## What to do
Look below for the line with "Each instance of the vertical". Extract that line and each one after it through the last, word for word.

## Task data
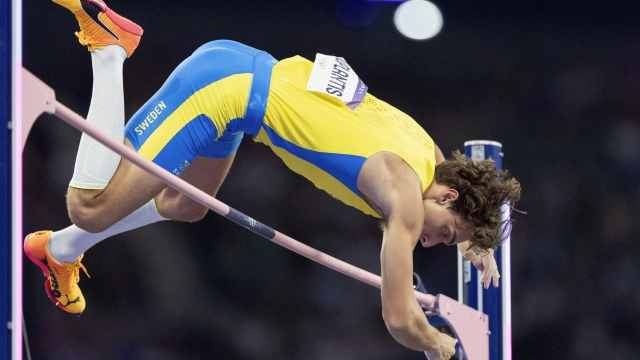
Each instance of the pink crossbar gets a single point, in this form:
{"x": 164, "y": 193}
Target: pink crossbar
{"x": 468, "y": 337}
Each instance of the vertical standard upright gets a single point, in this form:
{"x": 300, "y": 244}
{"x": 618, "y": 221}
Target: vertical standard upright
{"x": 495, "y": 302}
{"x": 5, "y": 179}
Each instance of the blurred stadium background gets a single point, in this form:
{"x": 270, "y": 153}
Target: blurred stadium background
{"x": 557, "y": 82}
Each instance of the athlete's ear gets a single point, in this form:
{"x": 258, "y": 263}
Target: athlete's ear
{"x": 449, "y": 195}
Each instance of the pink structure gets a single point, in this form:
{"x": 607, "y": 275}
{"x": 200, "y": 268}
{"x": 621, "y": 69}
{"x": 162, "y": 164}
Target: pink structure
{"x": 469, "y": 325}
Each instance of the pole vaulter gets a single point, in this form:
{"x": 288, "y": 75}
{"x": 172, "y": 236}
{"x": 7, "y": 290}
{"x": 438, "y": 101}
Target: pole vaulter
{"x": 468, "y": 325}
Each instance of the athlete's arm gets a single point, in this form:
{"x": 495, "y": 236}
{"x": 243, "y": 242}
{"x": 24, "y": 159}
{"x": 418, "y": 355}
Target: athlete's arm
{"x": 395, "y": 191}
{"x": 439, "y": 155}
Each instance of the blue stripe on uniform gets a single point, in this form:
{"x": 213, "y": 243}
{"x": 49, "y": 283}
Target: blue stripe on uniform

## Exercise solution
Each instance of the vertical standard upright gets a single point, in this form:
{"x": 300, "y": 244}
{"x": 618, "y": 221}
Target: vertical standard upright
{"x": 495, "y": 302}
{"x": 5, "y": 179}
Each instance of the blurred stadium background gets a single point, in this form:
{"x": 270, "y": 153}
Target: blurred stadium background
{"x": 557, "y": 82}
Each instance of the athlete's ear gets a single point, in this form:
{"x": 258, "y": 263}
Target: athlete's ear
{"x": 449, "y": 195}
Each instance of the pink structure gets a single point, in this form:
{"x": 607, "y": 275}
{"x": 200, "y": 268}
{"x": 621, "y": 69}
{"x": 162, "y": 164}
Target: pink structure
{"x": 469, "y": 325}
Each instance of the pole vaulter gets a single point, in this form:
{"x": 288, "y": 75}
{"x": 172, "y": 236}
{"x": 7, "y": 290}
{"x": 438, "y": 101}
Target: pole vaulter
{"x": 468, "y": 325}
Each instance of the athlete's arm gets a single point, in this form:
{"x": 495, "y": 236}
{"x": 243, "y": 242}
{"x": 24, "y": 159}
{"x": 418, "y": 355}
Target: athlete's arm
{"x": 395, "y": 191}
{"x": 439, "y": 155}
Each instance of the blue stripe on uniform gets a single point, in this form:
{"x": 213, "y": 243}
{"x": 49, "y": 283}
Target: blue stripe on uniform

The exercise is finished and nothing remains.